Kaynak:
# # # #

İzmir'de 5 kadın tahliye edildi
İzmir'de seçim öncesi gözaltına alınarak tutuklanan, aralarında HDP MYK üyesi İdil Uğurlu'nun da bulunduğu 5 kadın tahliye edildi.
İzmir'de 24 Mart tarihinde gözaltına alındıktan sonra tutuklanan Halkların Demokratik Partisi (HDP) Merkez Yürütme Kurulu (MYK) üyesi İdil Uğurlu, Barış Annesi Behiye Yalçın, Selma Demir, Hayat İzgi ve Newroz Çelik hakkında "örgüt üyeliği" iddiasıyla açılan davanın ilk duruşması İzmir 20'inci Ağır Ceza Mahkemesi'nde görüldü.
UĞURLU: SİYASET YAPMA HAKKIM VAR
İlk sözü alan HDP MYK üyesi İdil Uğurlu, açık tanık Buse Aslan ve gizli tanık iddialarını reddederek, fiziki ve telefon takipleriyle özel hayatının gizliliğinin ihlal edildiğini belirtti. HDP MYK üyesi ve Merkezi Kadın Meclisi üyesi olarak birçok demokratik kitle örgütünde çalışma yürüttüğünü vurgulayan Uğurlu, 8 Mart'a katılmasının da suçlama konusu yapıldığına işaret etti.
Uğurlu, "8 Mart uluslararası düzeyde kadınların dayanışma günü. Ben buna gitmeyeceğim de neye gideceğim? 1 Eylül Dünya Barış Günü uluslararası bir gün ve 1 Mayıs Türkiye'de resmi tatil. Bunların suç unsuru görülmesi bile şaşırtıcı. Böyle bir suçlamaya maruz kalmamak için evime kapanıp bitkisel bir hayata mı gireyim? Telefon görüşmesi de mi yapmayacağım? Benim siyaset yapma hakkım var" ifadelerini kullandı.

# # # #

Verilen bilgiler:
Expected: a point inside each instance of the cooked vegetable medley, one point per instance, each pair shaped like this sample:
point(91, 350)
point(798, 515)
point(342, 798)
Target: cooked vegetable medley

# # # #

İstenenler:
1. Haberdeki "İzmir'de 5 kadın" sözlerinden "Ceza Mahkemesi'nde görüldü." sözlerine kadar uzanan bölümü kelimesi kelimesine yazın.
2. Haberde hakkında "örgüt üyeliği" iddiasıyla dava açılan kadınların adlarını sıralayın.
3. Haberin "İlk sözü alan HDP MYK üyesi İdil Uğurlu" diye başlayan paragrafını ana bilgileri koruyarak madde madde özetleyin.
Yanıt verirken listeyi değil, yalnızca haber metnini esas alın.

Yanıtlar:
1.
İzmir'de 5 kadın tahliye edildi
İzmir'de seçim öncesi gözaltına alınarak tutuklanan, aralarında HDP MYK üyesi İdil Uğurlu'nun da bulunduğu 5 kadın tahliye edildi.
İzmir'de 24 Mart tarihinde gözaltına alındıktan sonra tutuklanan Halkların Demokratik Partisi (HDP) Merkez Yürütme Kurulu (MYK) üyesi İdil Uğurlu, Barış Annesi Behiye Yalçın, Selma Demir, Hayat İzgi ve Newroz Çelik hakkında "örgüt üyeliği" iddiasıyla açılan davanın ilk duruşması İzmir 20'inci Ağır Ceza Mahkemesi'nde görüldü.

2.
- İdil Uğurlu
- Behiye Yalçın
- Selma Demir
- Hayat İzgi
- Newroz Çelik

3.
- Duruşmada ilk sözü İdil Uğurlu aldı.
- Uğurlu, açık tanık Buse Aslan'ın ve gizli tanığın iddialarını reddetti.
- Fiziki ve telefon takipleriyle özel hayatının gizliliğinin ihlal edildiğini söyledi.
- HDP MYK ve Merkezi Kadın Meclisi üyesi olarak birçok demokratik kitle örgütünde çalıştığını vurguladı.
- 8 Mart'a katılmasının da suçlamaya konu edildiğini belirtti.